**Consignes de l'exercice**
Pouvez-vous transcrire toutes les entrées ci-dessous en une liste JSON de chaînes, avec une chaîne par ligne et sans les lignes vides ?

**Entrées de l'exercice**
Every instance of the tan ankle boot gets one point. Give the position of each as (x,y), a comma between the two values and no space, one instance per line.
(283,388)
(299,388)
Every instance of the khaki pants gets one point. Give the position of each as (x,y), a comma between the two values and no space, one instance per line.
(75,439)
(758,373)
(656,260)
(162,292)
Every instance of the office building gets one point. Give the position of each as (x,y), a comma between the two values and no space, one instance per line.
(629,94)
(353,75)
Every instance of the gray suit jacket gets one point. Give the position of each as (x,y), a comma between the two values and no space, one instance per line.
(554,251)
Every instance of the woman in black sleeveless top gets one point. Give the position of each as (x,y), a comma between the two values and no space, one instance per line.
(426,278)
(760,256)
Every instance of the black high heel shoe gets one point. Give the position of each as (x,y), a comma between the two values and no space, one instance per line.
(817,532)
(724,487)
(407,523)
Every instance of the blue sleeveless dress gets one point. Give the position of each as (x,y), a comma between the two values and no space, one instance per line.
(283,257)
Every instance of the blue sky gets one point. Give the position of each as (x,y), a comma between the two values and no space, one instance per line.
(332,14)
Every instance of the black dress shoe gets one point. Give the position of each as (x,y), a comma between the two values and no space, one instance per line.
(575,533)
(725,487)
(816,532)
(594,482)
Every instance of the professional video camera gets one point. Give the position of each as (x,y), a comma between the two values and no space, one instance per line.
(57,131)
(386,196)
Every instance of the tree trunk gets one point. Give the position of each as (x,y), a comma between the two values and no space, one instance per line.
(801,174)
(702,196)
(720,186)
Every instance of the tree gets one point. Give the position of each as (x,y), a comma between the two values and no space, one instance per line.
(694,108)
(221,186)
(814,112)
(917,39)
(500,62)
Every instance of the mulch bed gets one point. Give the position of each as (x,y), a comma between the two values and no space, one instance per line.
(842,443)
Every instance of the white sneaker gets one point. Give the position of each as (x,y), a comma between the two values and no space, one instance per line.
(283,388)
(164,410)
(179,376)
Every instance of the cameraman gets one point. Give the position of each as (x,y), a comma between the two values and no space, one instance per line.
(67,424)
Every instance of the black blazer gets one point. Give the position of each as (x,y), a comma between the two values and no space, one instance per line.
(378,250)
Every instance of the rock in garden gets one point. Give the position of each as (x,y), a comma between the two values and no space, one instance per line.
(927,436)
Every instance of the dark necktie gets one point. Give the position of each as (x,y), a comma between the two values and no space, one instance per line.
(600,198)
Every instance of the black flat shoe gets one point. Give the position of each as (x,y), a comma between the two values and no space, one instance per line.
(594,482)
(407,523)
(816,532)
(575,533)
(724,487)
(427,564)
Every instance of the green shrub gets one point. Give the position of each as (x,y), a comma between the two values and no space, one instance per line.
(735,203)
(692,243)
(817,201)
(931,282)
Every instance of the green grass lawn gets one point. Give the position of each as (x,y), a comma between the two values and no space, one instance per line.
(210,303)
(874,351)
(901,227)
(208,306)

**Tâche réalisée**
[
  "Every instance of the tan ankle boot gets one point. Give the position of each as (x,y), a comma between the two values and no space, one instance per line.",
  "(283,388)",
  "(299,388)",
  "Every instance of the khaki pants gets one point. Give the position of each as (x,y), a comma between the two values and no space, one instance per line.",
  "(75,439)",
  "(758,373)",
  "(656,260)",
  "(162,292)",
  "Every instance of the office building gets one point. Give the position of each as (x,y), a comma between the two values and no space, one instance per line.",
  "(629,94)",
  "(353,75)",
  "Every instance of the gray suit jacket gets one point. Give the position of each as (x,y), a comma between the two values and no space, one instance per line.",
  "(554,251)",
  "Every instance of the woman in black sleeveless top gets one point. Give the position of each as (x,y), a comma between the two values and no space, one instance per line.",
  "(426,278)",
  "(760,256)",
  "Every instance of the black high heel shoe gets one point. Give the position of each as (x,y), a comma between the two values and no space, one instance per line.",
  "(817,532)",
  "(724,487)",
  "(407,523)",
  "Every instance of the blue sleeveless dress gets one point. Give the position of each as (x,y), a comma between the two values and no space, one instance per line.",
  "(283,257)",
  "Every instance of the blue sky gets one point. Give the position of each as (x,y), a comma between the two values and no space, one instance per line.",
  "(332,14)",
  "Every instance of the black dress shoe gets one point. Give the position of each as (x,y), a comma between the two values and no space, one instance per line.",
  "(575,533)",
  "(725,487)",
  "(816,532)",
  "(594,482)",
  "Every instance of the professional video camera gets one point. Give the position of each as (x,y), a comma between the two values and no space, one instance per line.",
  "(57,131)",
  "(386,196)",
  "Every instance of the tree trunk gets one point. Give the position of each as (x,y), a comma between the two values and no space, one instance per line.",
  "(801,174)",
  "(702,196)",
  "(720,186)",
  "Every instance of the tree gets one point. Give the position of each as (x,y), a comma between the two values and no space, one instance per line.",
  "(694,108)",
  "(221,186)",
  "(814,112)",
  "(917,39)",
  "(500,62)",
  "Every instance of the mulch bed gets one point. Give the position of each as (x,y), a comma between the two values and no space, one instance per line.",
  "(842,443)",
  "Every instance of the white sneaker gets one point. Give the position of each as (x,y), a comma between the two values and no space, one instance per line.",
  "(283,388)",
  "(164,410)",
  "(179,376)",
  "Every instance of the cameraman gets one point. Give the position of each as (x,y), a comma between the two values and no space, one instance per line.",
  "(67,424)",
  "Every instance of the black blazer gets one point. Give the position of each as (x,y), a comma between the two values and no space, one instance per line.",
  "(378,250)",
  "Every instance of the rock in garden gets one point. Give the position of each as (x,y), a comma between the two values and no space, one instance per line.",
  "(927,436)",
  "Every instance of the dark necktie gets one point. Give the position of each as (x,y), a comma between the two values and no space, one instance per line.",
  "(600,198)",
  "Every instance of the black flat shoe gets one point. Give the position of each as (x,y), a comma between the two values and no space, one instance per line.",
  "(594,482)",
  "(407,523)",
  "(816,532)",
  "(575,533)",
  "(724,487)",
  "(427,564)",
  "Every instance of the green shrub gets one point. Give the position of each as (x,y), a comma between the two values and no space, one instance per line.",
  "(735,203)",
  "(692,243)",
  "(817,201)",
  "(931,282)",
  "Every instance of the green grass lawn gets one point. Give the position of each as (x,y), a comma between the two values and no space, one instance per line.",
  "(210,303)",
  "(874,351)",
  "(901,227)",
  "(208,306)"
]